Ваша задача >>
Пожалуйста, ответьте на вопросы по отрывку о Татьяне Мягковой:
(а) В каком возрасте Татьяна Мягкова попала на Колыму?
(б) Чего она требовала, когда объявила голодовку?
(в) Какой город напоминали огоньки на берегу залива, если смотреть на ночной Магадан сверху?

Татьяна Мягкова попала на Колыму в возрасте тридцати девяти лет. «Ну, кажется, я «утряслась», – писала она матери 9 августа 1936 года, примерно через месяц после прибытия в Магадан. – И если иногда еще при представлении всего, что со мной произошло, у меня подымается внутри бунт, то все же это только отголоски того, что было. В общем, окружающая жизнь и ее интересы начинают меня захватывать… Но когда мне говорят, «вы позабудете, что вы заключенная», я еще недоверчиво улыбаюсь, хоть мысль о том, что это может и так оказаться, уже для меня не совсем дика. А тут еще сама по себе Колыма – край чрезвычайно интересный и развивающийся семимильными шагами (фу, образ совершенно допотопный, индустриализируй его, пожалуйста, сама, родная)». Причиной отчаяния и источником утешения была семья. Чтобы защитить счастливое детство дочери, сохранить близость с правоверной матерью, не потерять надежду на воссоединение с мужем и преодолеть то, что она, как и Бухарин, называла «раздвоенностью», Татьяна должна была полюбить Колыму и забыть, что она заключенная. А чтобы полюбить Колыму и забыть, что она заключенная, она должна была не потерять связь с семьей и быть уверенной в счастливом детстве дочери. «Если буду знать, что все у вас хорошо по-прежнему, тогда мне ничего не страшно – буду строить Колыму, и даже с удовольствием, черт возьми, несмотря ни на что. Ну что же, мамулечка родная, наберусь опять выдержки – на сколько лет? Уж чтобы больше не ошибаться, прямо до конца жизни – пока буду терпеливо ждать весточки от вас и от Михася»[1753]
.Мать Татьяны Феоктиста Яковлевна и ее дочь Рада писали регулярно, но от мужа Михаила (Михася) ничего не было. Вскоре после того, как она отправила письмо матери от 9 августа, Татьяна объявила голодовку, требуя «связи с мужем, выхода за зону и жилищных условий». В письмах голодовка не упоминалась, но борьба с раздвоенностью не утихала. «Ну что ты сделаешь, что-то не выходит счастливого поворота в моей судьбе, каждый год все невеселый получается. Я все-таки думаю, что вопрос кто – кого (я – судьбу или судьба меня) решится наконец в мою пользу». Одной из причин новых сомнений были сообщения о процессе Каменева – Зиновьева.
Какое впечатление на меня произвел этот процесс – ты можешь себе представить. Я никому бы не поверила, что это возможно, но как я могу не верить им самим? Ошеломило это меня совершенно. Но ошеломленность прошла, остались политические выводы и уроки. Факт физического расстрела прошел для меня мало заметным: ведь расстреляны были политические трупы. А вообще, конечно, этап для меня очень трудный и болезненный. Нелегко дается мне жизнь за последние годы, родная, но ты не бойся за меня, ты знаешь, что я, как и ты, умею жить не только собой и своими переживаниями и что при любых личных условиях для меня остается интересной окружающая жизнь, которая, право же, на Колыме кипит не меньше, чем по всему СССР[1754]
.Окружающая жизнь продолжала меняться. Магадан был очень красив по ночам, «если смотреть откуда-нибудь сверху (тогда огоньки на берегу залива напоминают Ялту)», а атмосфера в плановом отделе, где она работала, оказалась «очень хорошей». «Я уже опять начала жить», – писала она 10 октября 1936 года.

Исходный материал >>
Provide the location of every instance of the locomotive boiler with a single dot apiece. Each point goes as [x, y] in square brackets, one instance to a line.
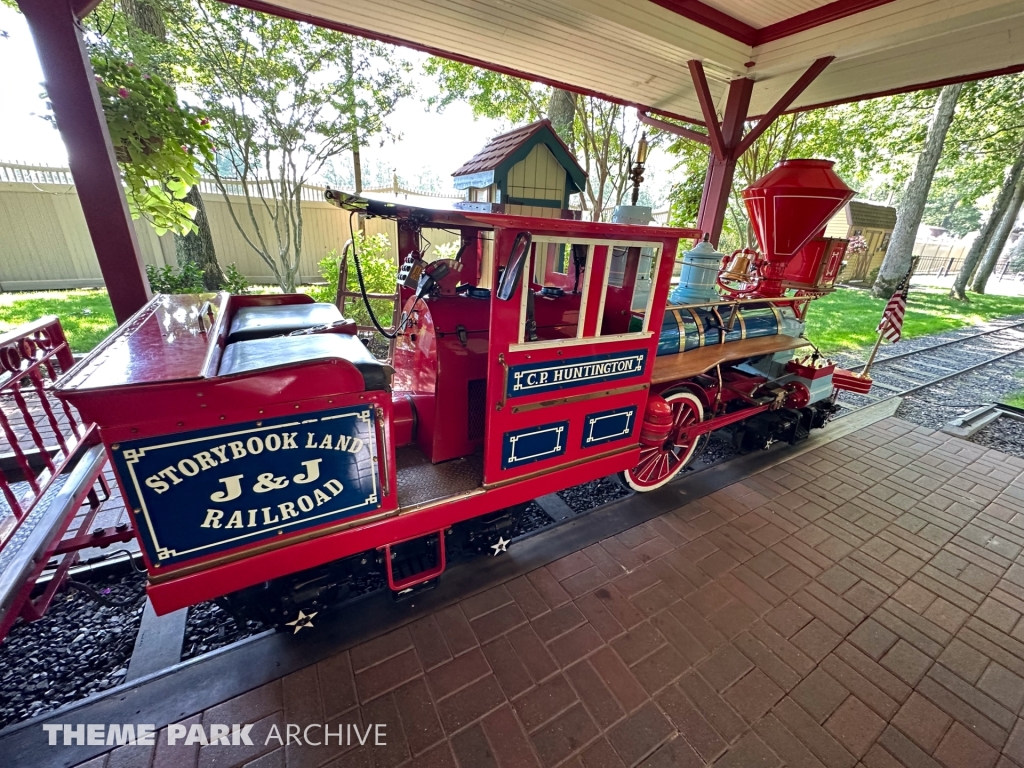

Решение задания >>
(а) В тридцать девять лет.
(б) Связи с мужем, выхода за зону и жилищных условий.
(в) Ялту.